Work to complete:
Return the line containing "flame, giving x and y for each instance?" and all lines after it exactly; stop at the end of the material.

Input data:

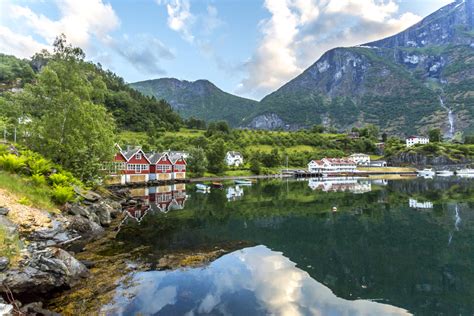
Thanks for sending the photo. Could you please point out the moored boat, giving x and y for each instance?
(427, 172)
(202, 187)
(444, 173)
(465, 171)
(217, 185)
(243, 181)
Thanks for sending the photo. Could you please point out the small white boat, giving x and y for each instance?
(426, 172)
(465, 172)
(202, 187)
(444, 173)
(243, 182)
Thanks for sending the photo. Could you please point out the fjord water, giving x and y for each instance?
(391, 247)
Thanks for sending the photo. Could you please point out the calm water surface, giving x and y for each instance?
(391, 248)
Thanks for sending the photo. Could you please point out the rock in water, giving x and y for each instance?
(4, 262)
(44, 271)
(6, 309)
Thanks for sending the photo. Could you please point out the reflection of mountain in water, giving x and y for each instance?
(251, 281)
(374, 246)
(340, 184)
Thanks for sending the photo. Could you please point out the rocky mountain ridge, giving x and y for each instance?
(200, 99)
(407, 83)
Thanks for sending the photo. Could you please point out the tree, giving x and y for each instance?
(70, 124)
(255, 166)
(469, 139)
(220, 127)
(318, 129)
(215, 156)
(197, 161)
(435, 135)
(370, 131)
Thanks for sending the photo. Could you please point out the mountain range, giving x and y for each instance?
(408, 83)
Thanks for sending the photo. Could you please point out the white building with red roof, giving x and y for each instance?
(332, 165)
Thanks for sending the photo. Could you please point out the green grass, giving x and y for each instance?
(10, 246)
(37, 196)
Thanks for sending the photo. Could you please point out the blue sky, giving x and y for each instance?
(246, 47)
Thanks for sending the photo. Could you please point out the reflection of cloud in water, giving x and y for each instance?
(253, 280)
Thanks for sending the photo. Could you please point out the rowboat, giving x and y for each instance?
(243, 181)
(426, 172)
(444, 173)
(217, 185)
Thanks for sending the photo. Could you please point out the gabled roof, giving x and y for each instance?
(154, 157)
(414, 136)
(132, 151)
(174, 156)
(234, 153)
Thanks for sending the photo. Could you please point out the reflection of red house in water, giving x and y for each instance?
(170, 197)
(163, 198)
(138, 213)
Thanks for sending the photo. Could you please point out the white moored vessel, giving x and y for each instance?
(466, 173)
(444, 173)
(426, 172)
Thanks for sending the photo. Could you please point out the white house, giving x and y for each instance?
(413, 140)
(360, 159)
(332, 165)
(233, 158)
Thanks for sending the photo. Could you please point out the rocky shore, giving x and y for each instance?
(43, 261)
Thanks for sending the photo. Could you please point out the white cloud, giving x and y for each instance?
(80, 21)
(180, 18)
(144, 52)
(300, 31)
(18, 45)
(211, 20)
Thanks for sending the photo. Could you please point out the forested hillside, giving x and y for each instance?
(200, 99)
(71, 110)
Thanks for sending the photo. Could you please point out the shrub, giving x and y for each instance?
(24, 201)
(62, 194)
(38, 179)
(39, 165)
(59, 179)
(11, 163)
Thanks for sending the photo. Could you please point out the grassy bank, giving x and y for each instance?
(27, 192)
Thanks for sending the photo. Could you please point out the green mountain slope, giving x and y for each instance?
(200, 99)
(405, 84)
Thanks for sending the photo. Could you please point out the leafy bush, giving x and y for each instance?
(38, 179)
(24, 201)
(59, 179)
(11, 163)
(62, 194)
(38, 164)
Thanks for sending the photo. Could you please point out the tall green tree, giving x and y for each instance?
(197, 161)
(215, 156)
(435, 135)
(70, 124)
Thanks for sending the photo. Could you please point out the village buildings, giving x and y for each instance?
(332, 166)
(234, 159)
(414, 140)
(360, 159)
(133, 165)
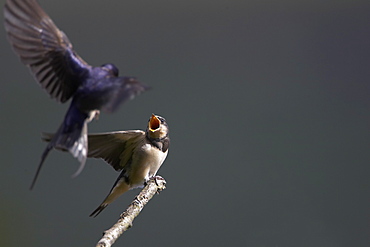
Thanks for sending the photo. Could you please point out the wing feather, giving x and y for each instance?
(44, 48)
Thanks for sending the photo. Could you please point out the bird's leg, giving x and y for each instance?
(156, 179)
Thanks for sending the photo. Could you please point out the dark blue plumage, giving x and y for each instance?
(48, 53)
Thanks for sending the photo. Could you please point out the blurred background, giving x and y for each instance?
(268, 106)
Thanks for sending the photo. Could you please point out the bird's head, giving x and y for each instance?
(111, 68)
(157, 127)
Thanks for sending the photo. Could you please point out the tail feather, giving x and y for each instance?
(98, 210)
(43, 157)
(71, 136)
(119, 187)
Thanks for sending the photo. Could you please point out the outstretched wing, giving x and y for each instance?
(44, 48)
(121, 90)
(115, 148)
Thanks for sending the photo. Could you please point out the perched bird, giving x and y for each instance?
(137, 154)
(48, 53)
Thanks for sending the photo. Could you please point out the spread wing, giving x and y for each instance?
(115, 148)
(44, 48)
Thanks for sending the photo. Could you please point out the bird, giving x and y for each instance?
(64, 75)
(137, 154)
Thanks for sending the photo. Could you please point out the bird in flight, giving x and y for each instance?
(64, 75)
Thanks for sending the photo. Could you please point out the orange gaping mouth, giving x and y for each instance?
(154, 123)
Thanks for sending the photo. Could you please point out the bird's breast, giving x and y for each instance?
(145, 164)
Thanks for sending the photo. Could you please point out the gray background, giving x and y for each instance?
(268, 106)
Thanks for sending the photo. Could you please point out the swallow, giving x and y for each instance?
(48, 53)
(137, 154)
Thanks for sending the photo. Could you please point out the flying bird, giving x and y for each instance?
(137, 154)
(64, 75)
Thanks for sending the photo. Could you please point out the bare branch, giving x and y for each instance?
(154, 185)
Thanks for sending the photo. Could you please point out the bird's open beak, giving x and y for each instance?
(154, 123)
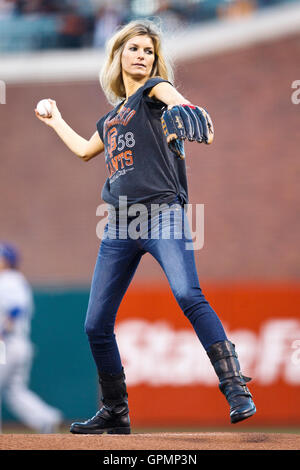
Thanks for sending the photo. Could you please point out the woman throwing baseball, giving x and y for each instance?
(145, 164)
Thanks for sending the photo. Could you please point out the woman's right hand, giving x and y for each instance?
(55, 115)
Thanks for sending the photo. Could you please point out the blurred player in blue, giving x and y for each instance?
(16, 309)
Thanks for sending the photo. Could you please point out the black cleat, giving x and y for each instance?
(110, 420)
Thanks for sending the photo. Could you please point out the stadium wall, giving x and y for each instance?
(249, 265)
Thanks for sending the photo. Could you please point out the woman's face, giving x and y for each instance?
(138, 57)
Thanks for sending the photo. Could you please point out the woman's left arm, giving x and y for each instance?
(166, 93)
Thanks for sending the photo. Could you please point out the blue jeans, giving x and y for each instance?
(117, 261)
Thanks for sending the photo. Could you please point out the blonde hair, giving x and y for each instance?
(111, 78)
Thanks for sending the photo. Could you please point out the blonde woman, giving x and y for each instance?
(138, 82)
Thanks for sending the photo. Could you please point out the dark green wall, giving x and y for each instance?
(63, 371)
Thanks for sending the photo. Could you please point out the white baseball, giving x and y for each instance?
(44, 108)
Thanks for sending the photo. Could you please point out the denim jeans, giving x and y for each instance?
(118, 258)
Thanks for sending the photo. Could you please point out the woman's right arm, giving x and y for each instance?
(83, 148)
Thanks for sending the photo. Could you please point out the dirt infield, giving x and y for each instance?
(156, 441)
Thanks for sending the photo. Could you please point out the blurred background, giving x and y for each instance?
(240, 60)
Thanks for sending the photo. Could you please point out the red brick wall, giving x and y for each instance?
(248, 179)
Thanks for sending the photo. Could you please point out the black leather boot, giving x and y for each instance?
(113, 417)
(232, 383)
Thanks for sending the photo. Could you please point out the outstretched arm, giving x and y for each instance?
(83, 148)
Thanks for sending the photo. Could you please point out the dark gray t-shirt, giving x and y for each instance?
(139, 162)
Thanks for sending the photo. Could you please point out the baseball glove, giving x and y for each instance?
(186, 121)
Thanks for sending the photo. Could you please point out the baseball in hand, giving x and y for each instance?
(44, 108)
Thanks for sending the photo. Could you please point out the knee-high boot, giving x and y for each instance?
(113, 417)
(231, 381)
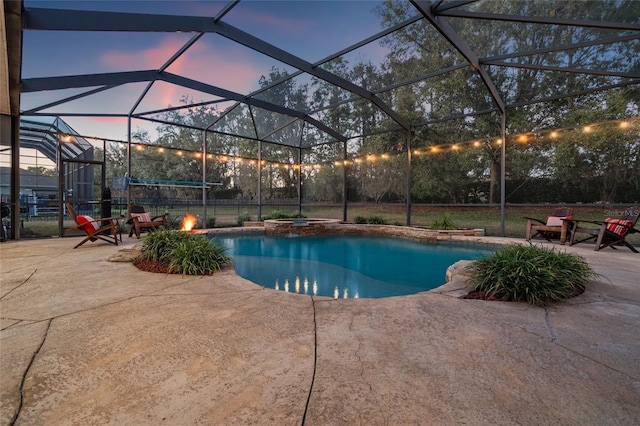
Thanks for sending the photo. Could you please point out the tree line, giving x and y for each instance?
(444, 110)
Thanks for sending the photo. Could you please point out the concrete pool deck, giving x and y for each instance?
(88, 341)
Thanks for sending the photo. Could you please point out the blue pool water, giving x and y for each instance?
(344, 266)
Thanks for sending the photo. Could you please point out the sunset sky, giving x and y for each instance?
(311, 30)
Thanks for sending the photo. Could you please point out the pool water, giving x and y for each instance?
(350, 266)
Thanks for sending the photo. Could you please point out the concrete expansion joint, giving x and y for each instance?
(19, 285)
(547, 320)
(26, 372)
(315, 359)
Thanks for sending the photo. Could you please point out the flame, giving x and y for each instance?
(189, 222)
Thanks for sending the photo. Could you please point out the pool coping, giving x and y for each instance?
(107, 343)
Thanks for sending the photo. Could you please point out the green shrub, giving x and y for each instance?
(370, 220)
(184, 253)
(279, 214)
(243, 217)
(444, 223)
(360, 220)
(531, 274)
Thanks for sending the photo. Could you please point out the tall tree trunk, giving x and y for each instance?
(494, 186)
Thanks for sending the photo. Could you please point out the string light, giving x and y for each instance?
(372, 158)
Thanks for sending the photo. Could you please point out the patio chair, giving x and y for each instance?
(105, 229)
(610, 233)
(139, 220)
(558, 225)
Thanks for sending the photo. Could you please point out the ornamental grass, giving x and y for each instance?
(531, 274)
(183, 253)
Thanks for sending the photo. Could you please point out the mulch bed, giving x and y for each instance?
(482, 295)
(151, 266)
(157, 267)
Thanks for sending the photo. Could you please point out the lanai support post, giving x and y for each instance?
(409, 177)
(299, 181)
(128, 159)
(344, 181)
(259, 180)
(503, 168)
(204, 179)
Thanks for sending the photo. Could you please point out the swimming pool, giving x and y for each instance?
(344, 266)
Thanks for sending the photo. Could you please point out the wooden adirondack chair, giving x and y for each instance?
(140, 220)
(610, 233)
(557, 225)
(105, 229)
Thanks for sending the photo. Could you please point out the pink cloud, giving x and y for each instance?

Exercise result:
Thanks for sending the photo. Could you please point out the flame, giving x and y for each instance?
(189, 222)
Thanks for sending the photo. Could you please point out the pool coping, giving x and y for each instance?
(107, 343)
Thanks for sending the photo. Could you please point out the green shrub, giving x and y for each instance?
(370, 220)
(184, 253)
(279, 214)
(243, 217)
(444, 223)
(360, 220)
(531, 274)
Thanks for sending the photo. Could you please point out the tall tree trunk, giving x and y for each instance?
(494, 186)
Thanks for sending the photo. Could you please point out the string light, giving x and y for each instance?
(372, 158)
Thanks for sending the photo. Could you please point out the patio chair, giving x and y for each instance?
(105, 229)
(610, 233)
(139, 220)
(558, 225)
Thanks for sending the photo. Could you please point out the ornamental grass, giving x and y for each instance?
(531, 274)
(183, 253)
Thanks for sending the photo. Could you please point out the mulch bed, giving x and y for each instance?
(482, 295)
(151, 266)
(157, 267)
Thanks for sending the photo. Could you please point out the lanai support post, giving x and y for each instance?
(409, 177)
(299, 181)
(128, 159)
(344, 181)
(259, 180)
(503, 168)
(204, 179)
Thanks for sending the photo. Could you please point out the swimming pool, giving x and y for each instance?
(344, 266)
Thanks for sending the photo. Could you please point out the wooden adirondack chair, giving x and y for each instance?
(140, 220)
(610, 233)
(557, 225)
(105, 229)
Thanks for sending the photo. Could you please point out the pink cloud, giving x and y for each instance?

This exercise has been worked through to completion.